Attività:
Per favore, traduci in inglese questa frase del testo sull'inflazione: «Sarà che avevamo dimenticato cosa significasse vivere in un contesto inflazionistico, dopo oltre un ventennio di prezzi che sembravano congelati.»

Testo:
+++

Ogni inflazione è infelice a modo suo, si potrebbe dire parafrasando Lev Tolstoj. E la maggior fonte di infelicità con la quale si stanno confrontando i decisori politici, è la natura enigmatica di questo repentino aumento dei prezzi, arrivato con la furia di un ciclone su economie ancora sommamente fragili.
Sarà che avevamo dimenticato cosa significasse vivere in un contesto inflazionistico, dopo oltre un ventennio di prezzi che sembravano congelati. Oppure che l’inflazione di oggi non somiglia affatto a quella di ieri, se non per i livelli raggiunti dagli indici dei prezzi al consumo, che le cronache sottolineano di continuo. E’ successo anche quando è uscito il dato di settembre dell’inflazione statunitense, arrivata all’8,2 per cento su base annua, con la componente di fondo (core), quindi al netto di materie prime e alimenti freschi, arrivata al 6,6%. “Un livello che non si vedeva dai primi anni ‘80 del secolo scorso”, hanno sottolineato diversi commentatori. Gli stessi che avranno tirato un sospiro di sollievo osservando il dato di ottobre, con l’indice a scendere al 7,7%.

+++

Dati forniti:
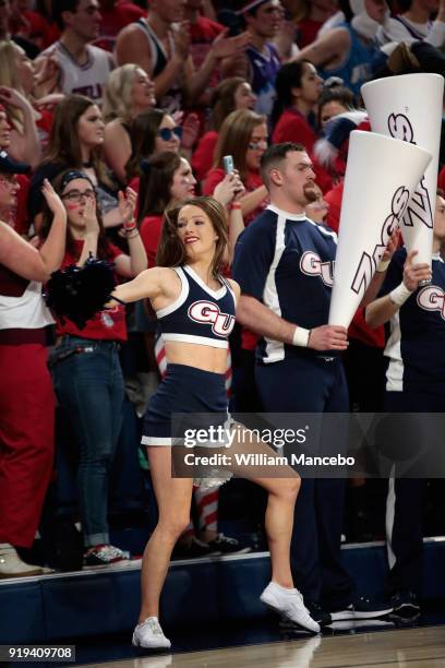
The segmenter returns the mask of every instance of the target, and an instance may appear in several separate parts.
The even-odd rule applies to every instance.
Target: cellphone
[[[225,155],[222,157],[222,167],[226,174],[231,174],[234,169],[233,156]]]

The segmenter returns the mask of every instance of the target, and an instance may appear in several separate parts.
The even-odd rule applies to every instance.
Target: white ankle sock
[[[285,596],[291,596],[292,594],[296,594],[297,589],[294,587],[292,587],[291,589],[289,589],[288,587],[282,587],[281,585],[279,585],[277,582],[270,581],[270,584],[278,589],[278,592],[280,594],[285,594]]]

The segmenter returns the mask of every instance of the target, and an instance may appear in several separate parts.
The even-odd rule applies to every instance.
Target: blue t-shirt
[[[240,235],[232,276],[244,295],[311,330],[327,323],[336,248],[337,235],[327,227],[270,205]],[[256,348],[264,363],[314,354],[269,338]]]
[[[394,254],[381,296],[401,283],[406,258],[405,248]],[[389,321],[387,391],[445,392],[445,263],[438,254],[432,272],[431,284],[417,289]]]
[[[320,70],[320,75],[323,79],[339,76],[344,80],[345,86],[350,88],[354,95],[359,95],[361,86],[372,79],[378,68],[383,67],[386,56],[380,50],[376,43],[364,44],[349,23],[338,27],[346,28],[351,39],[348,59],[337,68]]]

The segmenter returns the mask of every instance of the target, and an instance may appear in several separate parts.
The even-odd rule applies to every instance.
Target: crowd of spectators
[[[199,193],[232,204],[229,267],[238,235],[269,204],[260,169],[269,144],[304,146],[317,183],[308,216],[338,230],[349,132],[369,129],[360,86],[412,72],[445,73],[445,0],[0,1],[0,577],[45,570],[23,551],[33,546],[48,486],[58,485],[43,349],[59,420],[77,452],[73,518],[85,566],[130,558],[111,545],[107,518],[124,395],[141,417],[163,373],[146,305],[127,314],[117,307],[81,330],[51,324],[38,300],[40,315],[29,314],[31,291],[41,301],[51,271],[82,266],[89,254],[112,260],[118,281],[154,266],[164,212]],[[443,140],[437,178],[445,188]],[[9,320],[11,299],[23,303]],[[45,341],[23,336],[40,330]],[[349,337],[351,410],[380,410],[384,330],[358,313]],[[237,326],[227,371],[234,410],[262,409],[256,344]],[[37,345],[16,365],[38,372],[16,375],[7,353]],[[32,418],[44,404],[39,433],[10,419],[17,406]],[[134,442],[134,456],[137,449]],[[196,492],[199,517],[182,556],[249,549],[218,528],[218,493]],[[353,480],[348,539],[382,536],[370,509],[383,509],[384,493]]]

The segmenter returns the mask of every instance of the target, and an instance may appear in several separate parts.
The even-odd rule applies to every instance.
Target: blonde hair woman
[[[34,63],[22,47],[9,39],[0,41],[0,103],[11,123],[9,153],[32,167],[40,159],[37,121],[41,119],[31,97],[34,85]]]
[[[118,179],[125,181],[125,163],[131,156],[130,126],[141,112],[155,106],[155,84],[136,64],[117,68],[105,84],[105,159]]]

+++

Risposta:
Perhaps we had forgotten what it meant to live in an inflationary environment, after more than twenty years of prices that seemed frozen.